WHAT IS EXPECTED: Write out all of the entries, matching the original exactly.

***** DATA TO PROCESS *****

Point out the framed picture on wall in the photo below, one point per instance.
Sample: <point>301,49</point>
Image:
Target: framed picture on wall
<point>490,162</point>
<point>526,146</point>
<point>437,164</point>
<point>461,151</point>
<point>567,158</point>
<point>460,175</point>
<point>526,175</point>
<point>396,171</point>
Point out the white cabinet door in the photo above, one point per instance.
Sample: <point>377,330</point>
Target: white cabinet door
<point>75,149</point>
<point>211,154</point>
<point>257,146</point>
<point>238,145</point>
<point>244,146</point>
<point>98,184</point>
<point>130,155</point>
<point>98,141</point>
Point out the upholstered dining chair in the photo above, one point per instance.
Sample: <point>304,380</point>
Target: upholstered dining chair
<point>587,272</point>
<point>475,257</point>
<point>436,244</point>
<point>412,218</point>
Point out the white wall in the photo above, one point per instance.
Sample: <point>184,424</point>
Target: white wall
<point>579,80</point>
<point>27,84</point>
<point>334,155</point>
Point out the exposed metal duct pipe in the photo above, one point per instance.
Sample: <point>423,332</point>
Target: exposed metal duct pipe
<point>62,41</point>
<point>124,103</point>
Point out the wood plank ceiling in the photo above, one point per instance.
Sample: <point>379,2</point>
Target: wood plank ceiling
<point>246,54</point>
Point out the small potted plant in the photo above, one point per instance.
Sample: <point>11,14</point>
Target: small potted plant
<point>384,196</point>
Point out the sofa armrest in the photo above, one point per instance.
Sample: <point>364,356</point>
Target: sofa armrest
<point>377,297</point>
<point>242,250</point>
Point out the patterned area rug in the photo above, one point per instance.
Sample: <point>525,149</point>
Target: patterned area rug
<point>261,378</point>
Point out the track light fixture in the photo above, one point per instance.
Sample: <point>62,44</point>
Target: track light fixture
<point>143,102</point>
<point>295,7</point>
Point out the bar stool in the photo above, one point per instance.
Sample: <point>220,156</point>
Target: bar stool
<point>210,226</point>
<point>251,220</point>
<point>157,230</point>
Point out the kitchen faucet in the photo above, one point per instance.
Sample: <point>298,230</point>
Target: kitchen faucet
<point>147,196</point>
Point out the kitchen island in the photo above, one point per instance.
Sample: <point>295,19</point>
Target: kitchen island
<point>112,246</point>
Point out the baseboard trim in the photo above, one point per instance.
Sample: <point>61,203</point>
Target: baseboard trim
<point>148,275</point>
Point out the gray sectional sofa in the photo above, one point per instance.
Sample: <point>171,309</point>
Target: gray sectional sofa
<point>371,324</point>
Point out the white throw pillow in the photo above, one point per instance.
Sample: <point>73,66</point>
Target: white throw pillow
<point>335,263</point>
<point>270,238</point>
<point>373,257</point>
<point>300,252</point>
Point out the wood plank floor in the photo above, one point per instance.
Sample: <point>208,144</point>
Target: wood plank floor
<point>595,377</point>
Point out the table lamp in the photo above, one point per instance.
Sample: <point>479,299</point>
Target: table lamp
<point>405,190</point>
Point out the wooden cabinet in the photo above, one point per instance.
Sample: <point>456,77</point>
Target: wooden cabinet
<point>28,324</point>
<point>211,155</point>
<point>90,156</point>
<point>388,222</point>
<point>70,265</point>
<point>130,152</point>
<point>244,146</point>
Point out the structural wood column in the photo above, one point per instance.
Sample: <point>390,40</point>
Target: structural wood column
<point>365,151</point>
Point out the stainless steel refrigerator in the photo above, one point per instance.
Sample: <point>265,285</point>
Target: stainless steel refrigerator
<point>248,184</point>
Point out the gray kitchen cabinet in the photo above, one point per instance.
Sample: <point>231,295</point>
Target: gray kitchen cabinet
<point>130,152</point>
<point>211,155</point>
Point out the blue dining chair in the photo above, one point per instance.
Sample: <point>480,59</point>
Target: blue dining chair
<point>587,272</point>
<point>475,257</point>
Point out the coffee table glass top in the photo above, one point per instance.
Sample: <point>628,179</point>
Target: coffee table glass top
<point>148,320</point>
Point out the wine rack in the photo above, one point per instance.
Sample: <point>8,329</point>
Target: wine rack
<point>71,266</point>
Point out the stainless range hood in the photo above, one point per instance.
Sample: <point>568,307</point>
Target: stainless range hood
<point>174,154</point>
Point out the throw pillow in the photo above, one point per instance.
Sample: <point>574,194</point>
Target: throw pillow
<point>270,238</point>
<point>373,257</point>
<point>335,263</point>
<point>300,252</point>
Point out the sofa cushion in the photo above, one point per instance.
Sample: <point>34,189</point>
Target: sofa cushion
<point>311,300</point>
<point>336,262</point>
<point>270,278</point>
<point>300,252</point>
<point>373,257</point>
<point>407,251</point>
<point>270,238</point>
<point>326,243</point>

*****

OUTPUT FOR THIS EXERCISE:
Point out the framed picture on wall in the photo below, one point per instance.
Sample: <point>301,49</point>
Image:
Target: framed picture on wall
<point>490,162</point>
<point>526,146</point>
<point>437,164</point>
<point>461,151</point>
<point>567,158</point>
<point>460,175</point>
<point>526,175</point>
<point>396,171</point>
Point out the white cabinet door in the photo above, one point per instance.
Sample: <point>377,330</point>
Target: white cabinet door
<point>75,149</point>
<point>211,154</point>
<point>257,146</point>
<point>238,145</point>
<point>244,146</point>
<point>98,184</point>
<point>130,155</point>
<point>98,141</point>
Point out the upholstered dining chair in the photo above, one point per instance.
Sample: <point>304,380</point>
Target: upholstered dining chair
<point>587,272</point>
<point>475,257</point>
<point>436,244</point>
<point>412,218</point>
Point out the white wall in the photo above, one point per instance.
Sample: <point>184,424</point>
Target: white wall
<point>579,80</point>
<point>27,84</point>
<point>334,155</point>
Point out the exposed metal duct pipe in the photo above, one point per instance.
Sample: <point>423,332</point>
Target: exposed metal duct pipe
<point>62,41</point>
<point>124,103</point>
Point out the wood plank ceiling in the photo above, one point per instance.
Sample: <point>379,2</point>
Target: wood plank ceiling
<point>246,54</point>
Point out the small potted plant in the photo above, one point per instance.
Sample: <point>11,14</point>
Target: small potted plant
<point>384,196</point>
Point out the sofa armrest in the photo above, one point per instance.
Sample: <point>364,356</point>
Target: sofa armrest
<point>377,297</point>
<point>242,250</point>
Point out the patterned area rug in the photo above, one point per instance.
Sample: <point>525,149</point>
Target: patterned area rug
<point>261,378</point>
Point out the track light fixture in the photo above, one point per instance.
Sample: <point>62,44</point>
Target: track light fixture
<point>143,102</point>
<point>295,7</point>
Point out the bar stool in the photo above, one point per instance.
Sample: <point>220,156</point>
Target: bar stool
<point>210,226</point>
<point>251,220</point>
<point>157,230</point>
Point out the kitchen faucet in the photo above, one point per instance.
Sample: <point>298,230</point>
Target: kitchen faucet
<point>147,196</point>
Point out the kitchen island in the photo above, one point per instance.
Sample: <point>295,19</point>
Target: kitchen island
<point>112,246</point>
Point out the baseboard trim in the photo above, one point per instance.
Sample: <point>61,203</point>
Target: baseboard trim
<point>148,275</point>
Point out the gray sectional sofa in the photo above, one point per instance.
Sample: <point>171,309</point>
Target: gray sectional sofa
<point>371,324</point>
Point out the white throw pillow in the photo above, one point per instance.
Sample: <point>73,66</point>
Target: white throw pillow
<point>335,263</point>
<point>270,238</point>
<point>373,257</point>
<point>300,252</point>
Point out the wood plank floor in the photo above, one point per instance.
Sample: <point>208,144</point>
Target: wood plank floor
<point>595,377</point>
Point out the table lamp in the photo above, one point per instance.
Sample: <point>479,299</point>
Target: table lamp
<point>405,190</point>
Point out the wooden cabinet in the photo above, one point per instance.
Sample: <point>456,77</point>
Target: wooden cabinet
<point>28,324</point>
<point>211,155</point>
<point>90,156</point>
<point>388,222</point>
<point>70,265</point>
<point>130,152</point>
<point>244,146</point>
Point out the structural wood column in the photo above, one point per instance.
Sample: <point>390,40</point>
Target: structural wood column
<point>365,151</point>
Point out the stainless steel refrigerator in the photo above, one point per instance.
Sample: <point>265,285</point>
Target: stainless steel refrigerator
<point>248,184</point>
Point out the gray kitchen cabinet in the photo above, one point per instance.
Sample: <point>231,295</point>
Target: gray kitchen cabinet
<point>130,152</point>
<point>211,155</point>
Point out the blue dining chair in the photo above, one point per instance.
Sample: <point>480,59</point>
Target: blue dining chair
<point>587,272</point>
<point>475,257</point>
Point out the coffee table glass top in the photo above, one point per instance.
Sample: <point>628,179</point>
Target: coffee table glass top
<point>148,320</point>
Point out the wine rack in the photo above, one point per instance.
Sample: <point>8,329</point>
Target: wine rack
<point>71,266</point>
Point out the stainless range hood in the photo above, one point per instance.
Sample: <point>568,307</point>
Target: stainless range hood
<point>174,154</point>
Point out the throw pillow in the photo above, one point per instance.
Sample: <point>574,194</point>
Target: throw pillow
<point>270,238</point>
<point>373,257</point>
<point>335,263</point>
<point>300,252</point>
Point out the sofa cushion in the photo above, one point per instance.
Sample: <point>34,189</point>
Target: sofa cushion
<point>311,300</point>
<point>336,262</point>
<point>270,278</point>
<point>300,252</point>
<point>373,257</point>
<point>407,251</point>
<point>270,238</point>
<point>326,243</point>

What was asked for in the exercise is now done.